** Start **

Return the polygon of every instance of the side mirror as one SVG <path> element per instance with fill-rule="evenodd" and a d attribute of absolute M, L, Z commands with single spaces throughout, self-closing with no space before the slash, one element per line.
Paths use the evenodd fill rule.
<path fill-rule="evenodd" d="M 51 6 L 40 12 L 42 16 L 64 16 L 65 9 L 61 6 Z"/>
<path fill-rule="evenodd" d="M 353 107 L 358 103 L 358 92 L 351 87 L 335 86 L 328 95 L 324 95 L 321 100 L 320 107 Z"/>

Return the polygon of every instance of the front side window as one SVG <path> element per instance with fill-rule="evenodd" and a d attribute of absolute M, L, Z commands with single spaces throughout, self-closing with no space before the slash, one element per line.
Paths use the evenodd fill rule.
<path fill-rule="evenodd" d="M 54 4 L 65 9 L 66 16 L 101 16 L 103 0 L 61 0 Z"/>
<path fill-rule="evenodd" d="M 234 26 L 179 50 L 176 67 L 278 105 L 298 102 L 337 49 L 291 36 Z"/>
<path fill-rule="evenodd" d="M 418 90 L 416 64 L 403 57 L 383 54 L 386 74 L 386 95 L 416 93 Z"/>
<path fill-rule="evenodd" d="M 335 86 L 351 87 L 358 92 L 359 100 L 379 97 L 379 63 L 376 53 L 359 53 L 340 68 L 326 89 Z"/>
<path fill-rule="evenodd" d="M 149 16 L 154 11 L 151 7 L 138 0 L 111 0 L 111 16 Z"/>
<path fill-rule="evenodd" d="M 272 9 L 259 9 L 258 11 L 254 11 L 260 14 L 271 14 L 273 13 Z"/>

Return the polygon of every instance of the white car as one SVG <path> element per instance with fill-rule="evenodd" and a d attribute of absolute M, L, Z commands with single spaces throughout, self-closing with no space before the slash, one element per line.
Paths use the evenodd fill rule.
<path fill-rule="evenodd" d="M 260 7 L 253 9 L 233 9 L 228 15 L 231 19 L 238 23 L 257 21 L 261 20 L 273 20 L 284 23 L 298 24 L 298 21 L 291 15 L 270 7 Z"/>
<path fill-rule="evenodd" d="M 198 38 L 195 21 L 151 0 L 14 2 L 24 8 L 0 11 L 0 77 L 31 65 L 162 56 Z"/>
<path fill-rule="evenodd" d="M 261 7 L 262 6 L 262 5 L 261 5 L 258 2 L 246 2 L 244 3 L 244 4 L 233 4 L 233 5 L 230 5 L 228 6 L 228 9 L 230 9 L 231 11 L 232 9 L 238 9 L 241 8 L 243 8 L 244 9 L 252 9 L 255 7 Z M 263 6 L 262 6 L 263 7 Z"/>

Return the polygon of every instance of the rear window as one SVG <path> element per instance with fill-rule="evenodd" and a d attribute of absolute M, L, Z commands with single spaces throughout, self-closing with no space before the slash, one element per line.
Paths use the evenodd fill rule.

** End **

[Set exercise] Rewrite the listing from the line that has "Return the polygon of every instance of the white" through the line that has "260 7 L 253", swapping "white car" for "silver car" and keeping everything else the same. Give back only those lines.

[Result]
Return the polygon of every instance of the silver car as one SVG <path> element per instance with fill-rule="evenodd" and a d attribute of absolute M, L, Z commands with single spaces throughout, self-closing with no space before the slash, one element per line.
Paths use the evenodd fill rule.
<path fill-rule="evenodd" d="M 260 7 L 253 9 L 233 9 L 228 15 L 231 19 L 238 23 L 257 21 L 261 20 L 273 20 L 284 23 L 298 24 L 298 21 L 291 15 L 270 7 Z"/>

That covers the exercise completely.